◆ **Information supplied**:
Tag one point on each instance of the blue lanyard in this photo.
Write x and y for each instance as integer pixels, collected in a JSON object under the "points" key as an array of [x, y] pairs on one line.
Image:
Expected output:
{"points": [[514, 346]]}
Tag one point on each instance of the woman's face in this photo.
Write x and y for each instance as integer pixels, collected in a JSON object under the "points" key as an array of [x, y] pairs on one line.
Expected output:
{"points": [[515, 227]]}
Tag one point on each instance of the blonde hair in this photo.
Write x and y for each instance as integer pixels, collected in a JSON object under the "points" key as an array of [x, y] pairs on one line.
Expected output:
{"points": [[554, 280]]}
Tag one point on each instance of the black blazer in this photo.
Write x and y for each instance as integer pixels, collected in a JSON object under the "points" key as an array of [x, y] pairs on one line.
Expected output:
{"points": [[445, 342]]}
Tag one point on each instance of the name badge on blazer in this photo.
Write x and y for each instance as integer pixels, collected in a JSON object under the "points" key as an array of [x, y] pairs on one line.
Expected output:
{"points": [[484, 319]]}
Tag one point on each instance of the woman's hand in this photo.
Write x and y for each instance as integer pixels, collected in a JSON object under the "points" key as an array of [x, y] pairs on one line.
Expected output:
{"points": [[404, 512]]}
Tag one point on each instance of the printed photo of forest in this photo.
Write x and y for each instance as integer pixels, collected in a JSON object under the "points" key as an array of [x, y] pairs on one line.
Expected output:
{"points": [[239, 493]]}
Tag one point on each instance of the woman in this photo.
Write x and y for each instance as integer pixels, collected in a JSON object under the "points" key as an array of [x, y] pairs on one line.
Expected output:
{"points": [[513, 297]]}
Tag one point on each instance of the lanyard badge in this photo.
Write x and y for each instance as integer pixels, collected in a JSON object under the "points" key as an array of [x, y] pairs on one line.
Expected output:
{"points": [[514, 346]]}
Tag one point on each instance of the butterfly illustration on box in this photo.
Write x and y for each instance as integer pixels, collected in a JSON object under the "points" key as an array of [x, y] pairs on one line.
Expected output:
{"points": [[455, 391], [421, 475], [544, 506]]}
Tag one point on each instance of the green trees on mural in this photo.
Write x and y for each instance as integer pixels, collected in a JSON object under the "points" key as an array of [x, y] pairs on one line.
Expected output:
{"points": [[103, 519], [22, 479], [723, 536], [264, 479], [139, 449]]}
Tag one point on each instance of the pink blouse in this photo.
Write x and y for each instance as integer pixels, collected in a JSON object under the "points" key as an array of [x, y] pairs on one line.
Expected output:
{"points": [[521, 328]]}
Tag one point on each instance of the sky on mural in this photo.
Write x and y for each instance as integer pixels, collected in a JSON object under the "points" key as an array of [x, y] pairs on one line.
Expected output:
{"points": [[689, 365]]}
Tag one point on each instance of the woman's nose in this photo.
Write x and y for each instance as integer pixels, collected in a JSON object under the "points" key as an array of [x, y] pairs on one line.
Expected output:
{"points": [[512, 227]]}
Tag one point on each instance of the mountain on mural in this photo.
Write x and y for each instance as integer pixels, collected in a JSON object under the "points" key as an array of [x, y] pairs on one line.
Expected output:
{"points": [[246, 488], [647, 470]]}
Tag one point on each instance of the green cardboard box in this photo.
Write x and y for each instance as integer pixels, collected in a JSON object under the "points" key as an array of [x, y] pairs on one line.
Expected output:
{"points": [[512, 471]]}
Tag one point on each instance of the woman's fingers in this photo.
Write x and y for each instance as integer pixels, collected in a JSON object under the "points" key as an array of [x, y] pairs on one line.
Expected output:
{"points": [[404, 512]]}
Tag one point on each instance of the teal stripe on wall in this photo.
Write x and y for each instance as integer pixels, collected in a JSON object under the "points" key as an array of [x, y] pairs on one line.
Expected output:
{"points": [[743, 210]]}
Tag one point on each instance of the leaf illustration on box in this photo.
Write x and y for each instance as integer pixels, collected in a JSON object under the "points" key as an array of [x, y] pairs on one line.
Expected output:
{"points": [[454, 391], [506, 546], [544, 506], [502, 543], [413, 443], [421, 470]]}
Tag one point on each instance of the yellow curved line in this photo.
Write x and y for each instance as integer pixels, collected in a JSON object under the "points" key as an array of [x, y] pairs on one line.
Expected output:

◆ **Stated goal**: Reproduce every line above word for word, leaving nothing out and changing nothing.

◆ **Final result**:
Tag one point on each instance of the blue lanyard in this photo.
Write x and y for each instance as integer pixels, collected in a JSON object under the "points" key as an array of [x, y] pairs on one line.
Image:
Expected output:
{"points": [[514, 346]]}
Tag one point on each instance of the woman's face in this photo.
Write x and y for each instance as integer pixels, collected in a JSON object under the "points" key as an array of [x, y] pairs on one line.
Expected output:
{"points": [[515, 227]]}
Tag one point on each instance of the blonde hair in this photo.
Write x and y for each instance as integer pixels, collected in a JSON object under the "points" key as an array of [x, y] pairs on one line.
Expected output:
{"points": [[554, 280]]}
Tag one point on each instance of the black blazer in this photo.
Write x and y for each instance as integer pixels, collected in a JSON object under the "points" key as an array of [x, y] pairs on one line.
Expected output:
{"points": [[445, 342]]}
Tag one point on each instance of the name badge on blazer in this photo.
Write x and y for each instance as integer pixels, collected in a JSON object under the "points" key as an array of [x, y] pairs on one line.
Expected output:
{"points": [[484, 319]]}
Tag one point on each instance of the woman's hand in this photo.
Write x and y for each instance as integer pixels, collected in a JSON object under the "points" key as an array of [x, y] pairs on one line.
Expected output:
{"points": [[404, 512]]}
Tag one point on each instance of the printed photo of forest in this photo.
Write x and y for each instance as integer pixels, collected in a JSON object under the "points" key as an array of [x, y] pairs on one line.
Expected output:
{"points": [[239, 493]]}
Tag one point on each instance of the woman in this photo.
Write x and y for each instance as integer pixels, collected in a JSON object under the "points" key as an array of [x, y] pairs on one line.
Expected output:
{"points": [[513, 297]]}
Tag one point on each instance of the lanyard badge in this photo.
Write x and y for each instance as integer pixels, collected in a JSON object under the "points" key as an array of [x, y] pairs on one line.
Expected output:
{"points": [[514, 346]]}
Tag one point on each instance of the butterfly illustration on box in this photo.
Write x and y for each instance as integer pixels, collected in a JSON object under the "points" key as an array of [x, y] pairs on one line.
Expected output:
{"points": [[455, 391], [421, 475], [544, 506]]}
Tag one point on each instance of the green trees on mural in this photo.
Write x and y for each instance as integer pixels, collected in a JSON object under the "points" key as an array of [x, y] pairs on one line.
Expected output:
{"points": [[103, 519], [22, 479], [723, 536], [264, 479], [139, 449]]}
Tag one point on each instance of the pink blouse in this photo.
Write x and y for each instance as integer pixels, collected in a JSON object under the "points" key as an array of [x, y] pairs on one line.
Expected output:
{"points": [[521, 328]]}
Tag one point on each instance of the sky on mural in this photo.
Write x and y for each instance as integer pixels, collected in a JSON object under the "points" key as an array of [x, y] pairs on one line.
Expected output:
{"points": [[689, 365]]}
Tag one point on each instance of the woman's nose in this photo.
Write x and y for each instance as integer pixels, collected in a JSON object under the "points" key as an array of [x, y] pairs on one line.
Expected output:
{"points": [[512, 227]]}
Tag one point on each instance of the mountain on mural in this photo.
Write x and y for each instance as integer pixels, collected in a JSON object under the "points" key as an array of [x, y] pairs on one line.
Expected output:
{"points": [[246, 488], [647, 470]]}
Tag one point on each instance of the green cardboard box in this photo.
Write x and y for each instance as integer pixels, collected in a JSON object under the "points" key as an array of [x, y] pairs on one line.
Expected output:
{"points": [[512, 471]]}
Tag one point on each instance of the woman's fingers in this photo.
Write x and y for each instance as integer pixels, collected in a JSON object under the "points" key as an array of [x, y] pairs on one line.
Expected output:
{"points": [[404, 512]]}
Tag one point on each instance of the teal stripe on wall in this photo.
Write x and y for each instance as integer pixels, collected in a JSON object under the "points" key as an array of [x, y] pairs on one line.
Expected output:
{"points": [[743, 210]]}
Tag one point on each instance of the leaf illustration on box in this photo.
Write x and y for each instance as integer pixels, collected in a JSON object under the "points" key as an array of [x, y] pairs on one line.
Expected output:
{"points": [[454, 391], [506, 546], [544, 506], [502, 543], [413, 443], [421, 470]]}
Tag one point on each instance of the yellow curved line in this photo.
Write x and y for each instance as integer pixels, collected in a JSON object under the "points" key as an array of [x, y] pairs on one line.
Expected output:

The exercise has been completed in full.